TASK TO CARRY OUT:
Retype the records below exactly as given, but only from the first line through the line with "# locate the cabinet door", and without the pictures.

Image-grounded pointing data:
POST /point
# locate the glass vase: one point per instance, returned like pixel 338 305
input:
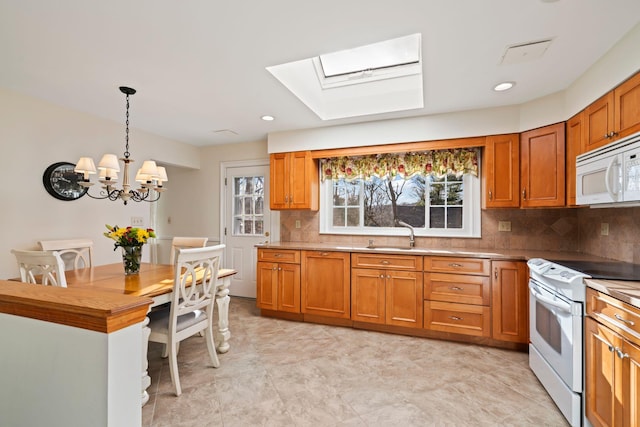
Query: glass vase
pixel 131 256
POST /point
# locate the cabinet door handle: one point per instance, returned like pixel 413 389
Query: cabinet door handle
pixel 621 355
pixel 622 319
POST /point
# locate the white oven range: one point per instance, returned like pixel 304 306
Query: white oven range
pixel 556 316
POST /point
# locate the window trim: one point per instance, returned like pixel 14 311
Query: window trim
pixel 471 215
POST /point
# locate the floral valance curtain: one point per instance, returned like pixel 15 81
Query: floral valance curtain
pixel 438 162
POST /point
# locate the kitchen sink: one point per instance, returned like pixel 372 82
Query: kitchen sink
pixel 390 248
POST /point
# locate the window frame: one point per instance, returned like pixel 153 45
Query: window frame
pixel 471 217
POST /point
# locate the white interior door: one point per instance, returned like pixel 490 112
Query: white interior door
pixel 247 222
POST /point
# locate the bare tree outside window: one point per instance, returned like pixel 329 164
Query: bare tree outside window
pixel 385 201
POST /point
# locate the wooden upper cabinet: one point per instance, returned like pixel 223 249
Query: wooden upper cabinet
pixel 598 122
pixel 626 113
pixel 575 137
pixel 542 167
pixel 502 171
pixel 613 116
pixel 294 181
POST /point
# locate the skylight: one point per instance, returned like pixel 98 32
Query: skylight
pixel 372 79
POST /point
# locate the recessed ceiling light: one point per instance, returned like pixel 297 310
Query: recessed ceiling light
pixel 501 87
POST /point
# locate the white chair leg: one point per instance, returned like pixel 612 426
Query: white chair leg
pixel 173 368
pixel 211 347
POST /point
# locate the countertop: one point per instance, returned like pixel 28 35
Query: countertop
pixel 498 254
pixel 623 290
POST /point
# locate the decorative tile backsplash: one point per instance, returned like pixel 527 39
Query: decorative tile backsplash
pixel 573 230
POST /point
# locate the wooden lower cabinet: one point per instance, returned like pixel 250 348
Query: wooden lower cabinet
pixel 278 280
pixel 387 297
pixel 278 287
pixel 612 362
pixel 466 319
pixel 326 286
pixel 510 301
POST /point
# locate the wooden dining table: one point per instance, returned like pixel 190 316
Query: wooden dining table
pixel 154 281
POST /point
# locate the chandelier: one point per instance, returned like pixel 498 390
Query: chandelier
pixel 149 176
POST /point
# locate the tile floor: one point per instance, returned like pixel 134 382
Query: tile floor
pixel 282 373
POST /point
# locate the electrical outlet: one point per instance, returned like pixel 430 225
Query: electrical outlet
pixel 504 225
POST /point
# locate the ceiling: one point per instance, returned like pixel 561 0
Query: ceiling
pixel 199 66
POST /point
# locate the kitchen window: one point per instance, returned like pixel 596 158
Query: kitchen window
pixel 436 192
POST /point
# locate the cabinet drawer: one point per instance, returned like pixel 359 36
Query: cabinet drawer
pixel 460 288
pixel 396 262
pixel 617 315
pixel 279 255
pixel 463 319
pixel 477 266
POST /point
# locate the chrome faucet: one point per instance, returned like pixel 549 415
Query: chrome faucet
pixel 412 240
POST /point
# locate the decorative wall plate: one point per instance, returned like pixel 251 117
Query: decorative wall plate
pixel 61 181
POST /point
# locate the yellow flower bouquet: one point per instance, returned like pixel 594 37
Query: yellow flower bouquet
pixel 130 239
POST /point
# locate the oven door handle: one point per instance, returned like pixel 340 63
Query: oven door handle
pixel 547 301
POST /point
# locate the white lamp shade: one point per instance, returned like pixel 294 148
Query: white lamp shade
pixel 162 174
pixel 85 165
pixel 109 161
pixel 149 168
pixel 108 173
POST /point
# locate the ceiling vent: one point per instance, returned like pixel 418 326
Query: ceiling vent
pixel 519 53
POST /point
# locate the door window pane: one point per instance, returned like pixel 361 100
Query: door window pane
pixel 248 206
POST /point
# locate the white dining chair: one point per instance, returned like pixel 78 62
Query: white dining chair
pixel 75 253
pixel 191 308
pixel 47 266
pixel 184 243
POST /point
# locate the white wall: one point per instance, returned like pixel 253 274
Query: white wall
pixel 614 67
pixel 195 209
pixel 35 134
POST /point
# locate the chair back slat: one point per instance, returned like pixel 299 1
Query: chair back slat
pixel 195 265
pixel 41 267
pixel 185 243
pixel 75 253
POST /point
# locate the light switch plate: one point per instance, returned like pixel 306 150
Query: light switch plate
pixel 504 225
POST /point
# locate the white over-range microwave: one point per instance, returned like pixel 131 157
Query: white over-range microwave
pixel 610 175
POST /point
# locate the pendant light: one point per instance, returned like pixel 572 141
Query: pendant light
pixel 149 176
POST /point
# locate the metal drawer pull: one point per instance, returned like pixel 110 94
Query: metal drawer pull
pixel 621 355
pixel 628 322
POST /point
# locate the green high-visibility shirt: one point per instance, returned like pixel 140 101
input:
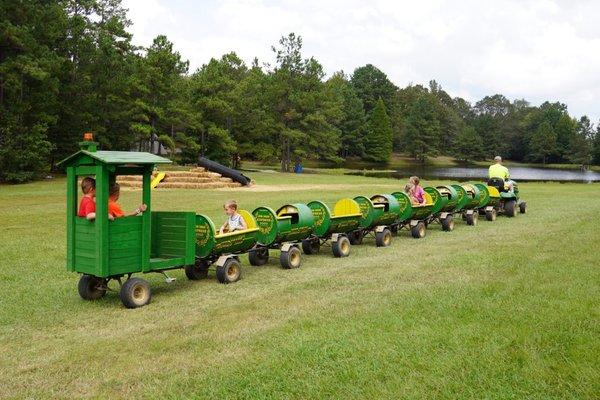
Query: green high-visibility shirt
pixel 498 171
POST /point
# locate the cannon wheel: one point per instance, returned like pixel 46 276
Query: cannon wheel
pixel 135 293
pixel 230 271
pixel 472 218
pixel 356 237
pixel 448 223
pixel 259 256
pixel 522 207
pixel 291 258
pixel 311 245
pixel 341 248
pixel 509 208
pixel 383 238
pixel 491 215
pixel 91 287
pixel 419 230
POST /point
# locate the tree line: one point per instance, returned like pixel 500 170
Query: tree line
pixel 68 67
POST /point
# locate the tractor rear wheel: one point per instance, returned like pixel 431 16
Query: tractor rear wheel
pixel 523 207
pixel 419 230
pixel 91 287
pixel 356 237
pixel 197 271
pixel 448 223
pixel 383 238
pixel 341 247
pixel 510 208
pixel 230 271
pixel 258 256
pixel 491 215
pixel 311 245
pixel 291 258
pixel 135 293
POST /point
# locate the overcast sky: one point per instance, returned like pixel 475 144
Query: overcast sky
pixel 537 50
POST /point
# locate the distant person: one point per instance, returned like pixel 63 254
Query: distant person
pixel 87 205
pixel 499 171
pixel 235 222
pixel 114 209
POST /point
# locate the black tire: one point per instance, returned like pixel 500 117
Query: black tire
pixel 491 215
pixel 510 208
pixel 356 237
pixel 197 271
pixel 523 207
pixel 91 287
pixel 472 218
pixel 135 293
pixel 383 238
pixel 311 245
pixel 419 230
pixel 258 256
pixel 229 272
pixel 341 248
pixel 448 223
pixel 291 258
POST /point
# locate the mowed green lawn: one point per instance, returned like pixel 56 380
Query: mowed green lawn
pixel 502 310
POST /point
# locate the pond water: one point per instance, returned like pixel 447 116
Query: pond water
pixel 522 174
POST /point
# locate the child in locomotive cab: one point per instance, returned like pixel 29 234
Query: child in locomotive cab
pixel 235 222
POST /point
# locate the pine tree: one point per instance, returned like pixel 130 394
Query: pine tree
pixel 378 141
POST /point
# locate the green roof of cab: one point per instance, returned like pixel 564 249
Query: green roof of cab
pixel 84 157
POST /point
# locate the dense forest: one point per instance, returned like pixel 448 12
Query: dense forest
pixel 68 67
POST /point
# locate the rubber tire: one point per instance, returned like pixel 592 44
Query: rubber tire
pixel 472 218
pixel 510 208
pixel 341 248
pixel 523 207
pixel 291 259
pixel 197 271
pixel 491 215
pixel 88 287
pixel 311 246
pixel 258 256
pixel 356 237
pixel 130 293
pixel 383 238
pixel 224 272
pixel 448 223
pixel 419 230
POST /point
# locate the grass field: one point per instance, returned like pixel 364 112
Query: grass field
pixel 502 310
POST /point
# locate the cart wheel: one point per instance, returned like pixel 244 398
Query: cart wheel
pixel 341 248
pixel 311 245
pixel 356 237
pixel 491 215
pixel 291 258
pixel 91 287
pixel 383 238
pixel 135 293
pixel 523 207
pixel 197 271
pixel 258 256
pixel 230 272
pixel 418 231
pixel 472 218
pixel 509 208
pixel 448 224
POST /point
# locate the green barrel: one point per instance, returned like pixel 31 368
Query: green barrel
pixel 410 211
pixel 290 223
pixel 210 243
pixel 346 217
pixel 474 199
pixel 381 209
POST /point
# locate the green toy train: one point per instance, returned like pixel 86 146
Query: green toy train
pixel 158 241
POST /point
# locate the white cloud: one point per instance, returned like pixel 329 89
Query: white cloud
pixel 537 50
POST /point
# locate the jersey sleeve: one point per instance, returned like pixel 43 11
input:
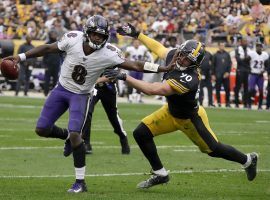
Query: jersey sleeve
pixel 63 44
pixel 117 57
pixel 170 56
pixel 183 83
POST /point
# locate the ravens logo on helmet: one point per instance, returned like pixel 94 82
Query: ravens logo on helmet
pixel 99 25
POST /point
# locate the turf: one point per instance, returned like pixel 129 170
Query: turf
pixel 33 168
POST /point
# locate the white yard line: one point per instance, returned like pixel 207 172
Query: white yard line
pixel 135 173
pixel 176 147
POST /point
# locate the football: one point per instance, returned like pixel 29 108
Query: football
pixel 9 69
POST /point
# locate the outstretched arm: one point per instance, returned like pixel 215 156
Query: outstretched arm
pixel 153 45
pixel 156 88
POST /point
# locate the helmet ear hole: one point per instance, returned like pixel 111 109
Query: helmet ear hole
pixel 194 51
pixel 97 24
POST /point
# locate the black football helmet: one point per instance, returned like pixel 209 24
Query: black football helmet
pixel 191 54
pixel 97 24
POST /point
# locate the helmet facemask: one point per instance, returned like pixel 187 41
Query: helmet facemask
pixel 188 56
pixel 96 24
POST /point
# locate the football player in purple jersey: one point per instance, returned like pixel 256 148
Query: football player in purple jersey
pixel 88 54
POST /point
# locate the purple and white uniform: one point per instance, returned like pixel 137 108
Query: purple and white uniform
pixel 79 73
pixel 257 67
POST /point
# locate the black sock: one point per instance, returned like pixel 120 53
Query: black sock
pixel 229 153
pixel 79 156
pixel 57 132
pixel 144 139
pixel 79 180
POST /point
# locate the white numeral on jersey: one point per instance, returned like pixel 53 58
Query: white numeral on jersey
pixel 186 77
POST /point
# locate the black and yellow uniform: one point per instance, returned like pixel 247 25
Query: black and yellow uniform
pixel 182 111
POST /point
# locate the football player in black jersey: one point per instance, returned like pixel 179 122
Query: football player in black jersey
pixel 182 111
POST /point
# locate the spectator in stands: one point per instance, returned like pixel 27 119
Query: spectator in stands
pixel 268 88
pixel 258 65
pixel 242 72
pixel 234 37
pixel 26 67
pixel 206 77
pixel 2 28
pixel 52 62
pixel 222 66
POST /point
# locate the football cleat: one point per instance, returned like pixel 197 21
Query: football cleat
pixel 155 179
pixel 67 148
pixel 124 145
pixel 88 148
pixel 78 188
pixel 251 170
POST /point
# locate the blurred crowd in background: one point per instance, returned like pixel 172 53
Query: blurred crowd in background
pixel 209 20
pixel 219 24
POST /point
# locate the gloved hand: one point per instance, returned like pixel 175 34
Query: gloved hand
pixel 128 30
pixel 113 74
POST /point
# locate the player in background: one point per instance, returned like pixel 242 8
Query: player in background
pixel 182 111
pixel 87 55
pixel 258 64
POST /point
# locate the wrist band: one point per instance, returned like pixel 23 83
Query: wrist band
pixel 150 67
pixel 22 56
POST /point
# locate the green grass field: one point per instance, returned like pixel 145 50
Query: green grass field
pixel 34 168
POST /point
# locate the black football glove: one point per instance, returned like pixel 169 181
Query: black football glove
pixel 128 30
pixel 113 74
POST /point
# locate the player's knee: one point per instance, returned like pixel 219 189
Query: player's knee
pixel 75 139
pixel 42 132
pixel 142 133
pixel 216 150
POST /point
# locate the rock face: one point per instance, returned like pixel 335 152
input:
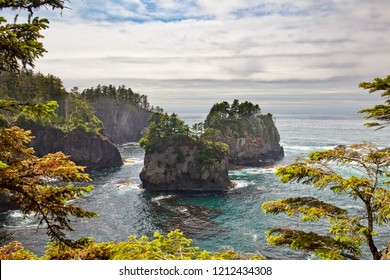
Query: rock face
pixel 122 122
pixel 182 167
pixel 386 252
pixel 93 151
pixel 257 143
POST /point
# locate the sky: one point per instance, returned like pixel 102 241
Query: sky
pixel 287 56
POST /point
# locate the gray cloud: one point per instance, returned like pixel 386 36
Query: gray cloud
pixel 313 57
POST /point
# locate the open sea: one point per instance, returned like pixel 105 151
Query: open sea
pixel 214 221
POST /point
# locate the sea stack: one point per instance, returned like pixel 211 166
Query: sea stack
pixel 252 137
pixel 177 160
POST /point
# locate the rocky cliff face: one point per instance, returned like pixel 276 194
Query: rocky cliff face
pixel 183 167
pixel 122 122
pixel 252 141
pixel 93 151
pixel 386 252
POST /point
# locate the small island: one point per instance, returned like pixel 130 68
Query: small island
pixel 252 137
pixel 178 160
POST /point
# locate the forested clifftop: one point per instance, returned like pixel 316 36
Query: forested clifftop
pixel 124 113
pixel 252 137
pixel 122 122
pixel 177 160
pixel 94 151
pixel 69 124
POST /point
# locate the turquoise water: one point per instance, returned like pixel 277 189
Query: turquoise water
pixel 213 221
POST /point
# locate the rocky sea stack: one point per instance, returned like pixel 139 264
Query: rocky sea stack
pixel 94 151
pixel 177 160
pixel 252 137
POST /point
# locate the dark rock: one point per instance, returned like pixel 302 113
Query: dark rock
pixel 166 171
pixel 92 151
pixel 6 204
pixel 386 252
pixel 122 122
pixel 257 144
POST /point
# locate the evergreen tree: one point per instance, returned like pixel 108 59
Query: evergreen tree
pixel 380 112
pixel 26 177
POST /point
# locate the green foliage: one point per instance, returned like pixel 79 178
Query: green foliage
pixel 15 251
pixel 237 118
pixel 164 130
pixel 83 119
pixel 27 178
pixel 121 94
pixel 41 112
pixel 380 112
pixel 222 112
pixel 327 169
pixel 174 246
pixel 212 152
pixel 19 42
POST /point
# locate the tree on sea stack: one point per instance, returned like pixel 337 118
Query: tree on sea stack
pixel 360 172
pixel 41 186
pixel 380 112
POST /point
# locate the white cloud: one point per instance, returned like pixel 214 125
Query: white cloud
pixel 299 53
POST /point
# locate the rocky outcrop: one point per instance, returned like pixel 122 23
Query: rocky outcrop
pixel 122 122
pixel 187 166
pixel 386 252
pixel 93 151
pixel 253 141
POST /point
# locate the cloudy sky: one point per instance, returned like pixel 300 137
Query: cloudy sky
pixel 296 56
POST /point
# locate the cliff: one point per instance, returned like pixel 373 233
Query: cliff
pixel 386 252
pixel 257 143
pixel 186 166
pixel 253 140
pixel 176 160
pixel 93 151
pixel 122 122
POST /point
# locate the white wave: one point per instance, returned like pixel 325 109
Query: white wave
pixel 129 145
pixel 162 197
pixel 308 148
pixel 131 161
pixel 240 184
pixel 262 170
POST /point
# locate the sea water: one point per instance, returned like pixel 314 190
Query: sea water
pixel 214 221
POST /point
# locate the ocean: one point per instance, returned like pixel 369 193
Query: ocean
pixel 214 221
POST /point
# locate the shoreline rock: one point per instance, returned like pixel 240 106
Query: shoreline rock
pixel 183 167
pixel 95 152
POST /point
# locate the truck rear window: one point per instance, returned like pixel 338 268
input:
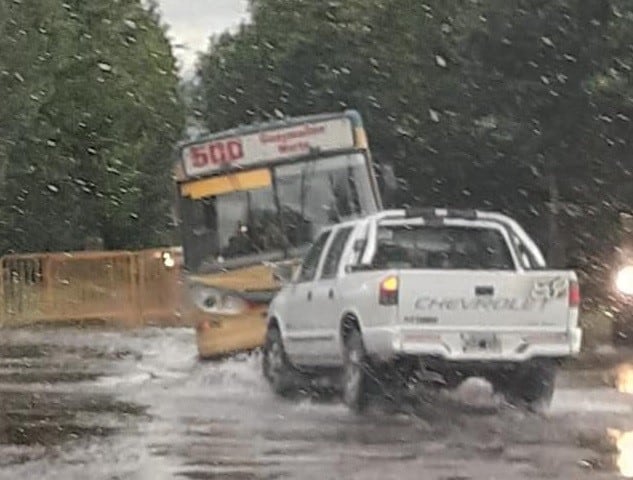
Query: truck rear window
pixel 441 247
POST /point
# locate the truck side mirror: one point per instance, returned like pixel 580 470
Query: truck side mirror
pixel 358 267
pixel 359 245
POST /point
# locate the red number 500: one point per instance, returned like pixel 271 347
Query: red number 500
pixel 216 153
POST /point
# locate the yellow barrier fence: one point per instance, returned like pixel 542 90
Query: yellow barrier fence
pixel 133 288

SOLUTION TO THIS PROBLEM:
POST /point
# locate the glass vase: one point per instance, returned like pixel 338 305
input:
Query: glass vase
pixel 131 256
POST /point
# locate the cabinet door handle: one point per instance, returned like pixel 413 389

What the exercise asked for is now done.